# Initialiser la carte mère ?



## Archimede (13 Septembre 2002)

Bonjour à tous et à toutes 

Dans son bouquin "Mon Mac parfait", Eric Chacra préconise l'initialisation de la carte mère lorsqu'on a un mac avec "un peu de bouteille".

Je suis dubitatif !

A quoi cela sert-il ? Il y a-t-il un danger ?

Merci

PS: iMac 500MHz

 /ubbthreads/http://forums.macg.co/vbulletin/images/smiliesold/confused.gif


----------



## Zitoune (11 Février 2003)

Mais surtout : comment faire ?


----------



## stef (12 Février 2003)

Un petit élément de réponse au détour d'une page de macdépanne :

Macdépanne


----------



## tornade13 (12 Février 2003)

Un ptit conseil au passage pour initialiser la carte mere se servir d'un objet *non* metalique au risque d'endomager les circuits


----------



## Ritchie (13 Février 2003)

Et le petit bouton en forme de triangle situé sous le port modem?
Normalement, il sert à la réinitialisation. Dès que ton mac est en ordre de fonctionnement ne fais pas d'extinction et force le redémarrage en pressant sur ce bouton


----------

+++

== Consigne ==
Répondez aux questions suivantes à partir du fil de discussion sur l'initialisation de la carte mère.
(a) Quel modèle de Mac Archimede indique-t-il posséder ?
(b) Quel type d'objet tornade13 recommande-t-il d'utiliser pour initialiser la carte mère ?
(c) D'après Ritchie, où se trouve le petit bouton en forme de triangle ?
Les lignes qui suivent forment un matériau distinct du fil de discussion.

== Lignes fournies ==
+++

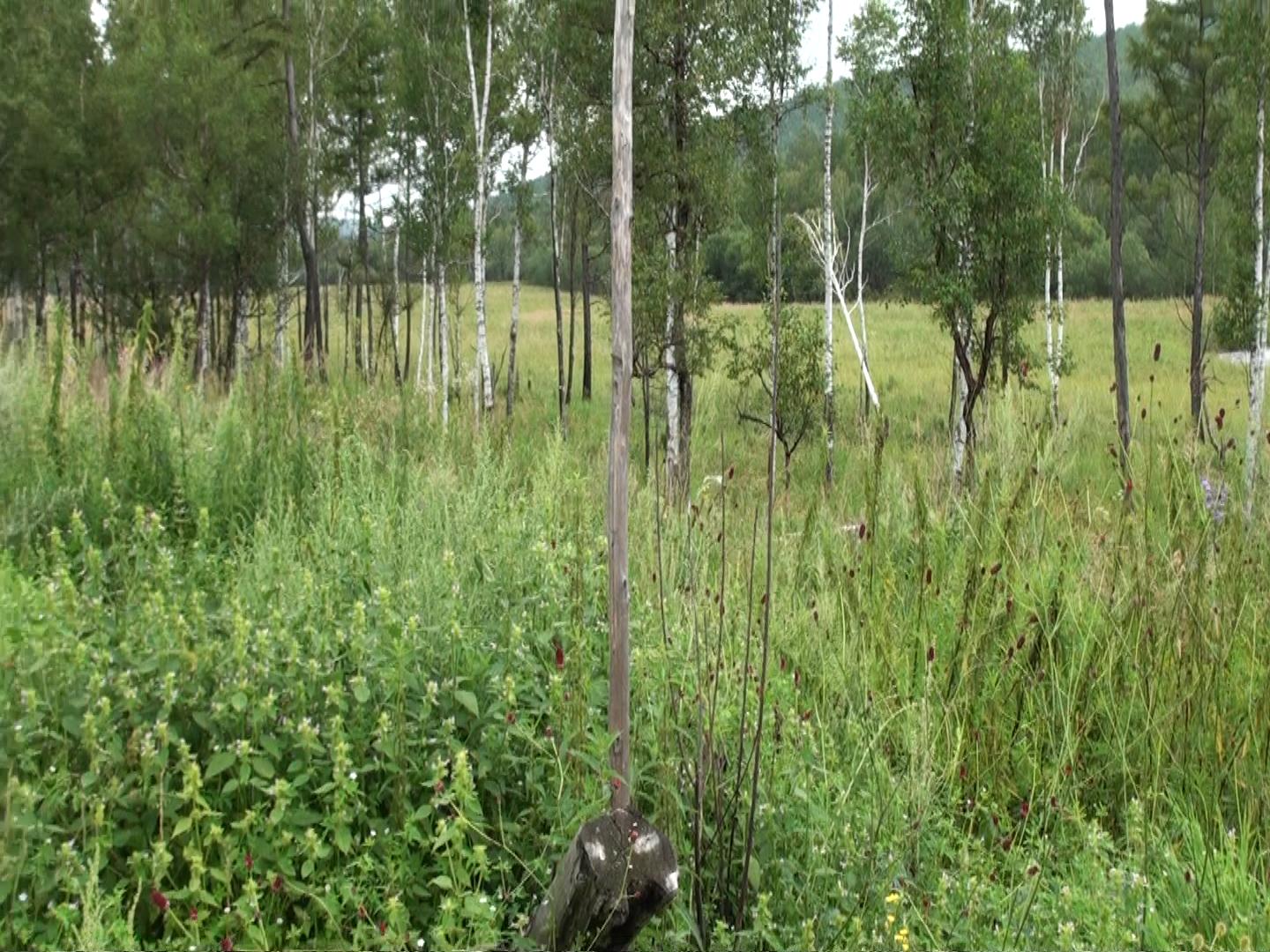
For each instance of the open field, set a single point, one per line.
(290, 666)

+++

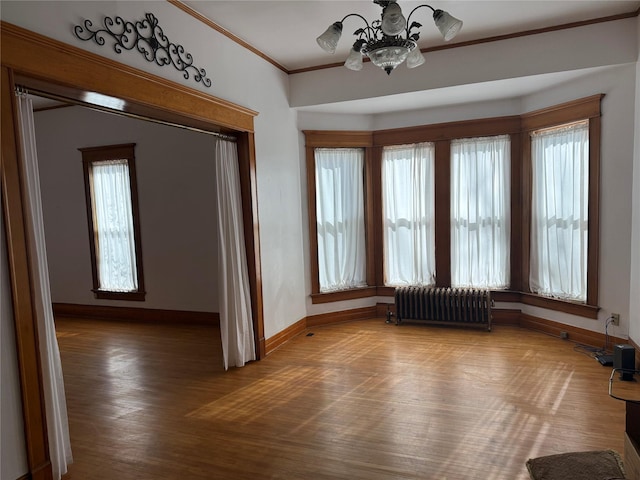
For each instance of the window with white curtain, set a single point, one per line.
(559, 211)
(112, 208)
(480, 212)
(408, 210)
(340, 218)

+++

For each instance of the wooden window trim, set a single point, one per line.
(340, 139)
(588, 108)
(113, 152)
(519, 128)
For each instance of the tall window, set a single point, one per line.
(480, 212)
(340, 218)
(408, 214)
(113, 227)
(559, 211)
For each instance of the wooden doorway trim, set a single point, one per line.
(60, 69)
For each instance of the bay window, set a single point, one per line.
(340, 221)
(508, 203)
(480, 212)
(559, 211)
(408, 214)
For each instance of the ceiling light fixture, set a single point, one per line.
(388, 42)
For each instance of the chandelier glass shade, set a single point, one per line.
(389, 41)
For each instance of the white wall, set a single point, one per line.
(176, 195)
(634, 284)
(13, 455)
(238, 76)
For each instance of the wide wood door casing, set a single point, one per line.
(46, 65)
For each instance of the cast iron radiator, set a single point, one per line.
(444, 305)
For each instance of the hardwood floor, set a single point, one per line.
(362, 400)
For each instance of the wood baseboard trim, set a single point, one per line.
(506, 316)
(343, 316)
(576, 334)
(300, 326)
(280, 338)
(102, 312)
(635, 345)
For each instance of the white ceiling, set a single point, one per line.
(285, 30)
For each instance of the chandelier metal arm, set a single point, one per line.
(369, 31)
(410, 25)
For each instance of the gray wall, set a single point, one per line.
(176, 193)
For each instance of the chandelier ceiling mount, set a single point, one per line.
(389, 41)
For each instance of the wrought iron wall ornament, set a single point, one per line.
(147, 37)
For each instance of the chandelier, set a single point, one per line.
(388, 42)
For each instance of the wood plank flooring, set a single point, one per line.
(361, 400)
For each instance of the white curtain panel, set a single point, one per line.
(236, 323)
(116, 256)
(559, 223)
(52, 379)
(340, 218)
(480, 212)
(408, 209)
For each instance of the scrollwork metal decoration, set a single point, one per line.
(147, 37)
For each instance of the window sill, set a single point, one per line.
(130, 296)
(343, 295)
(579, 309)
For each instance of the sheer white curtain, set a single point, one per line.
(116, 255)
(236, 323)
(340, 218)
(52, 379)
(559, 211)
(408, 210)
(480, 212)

+++

== Solution proposée ==
(a) Archimede indique posséder un iMac 500 MHz.
(b) tornade13 recommande d'utiliser un objet non métallique.
(c) D'après Ritchie, le petit bouton en forme de triangle se trouve sous le port modem.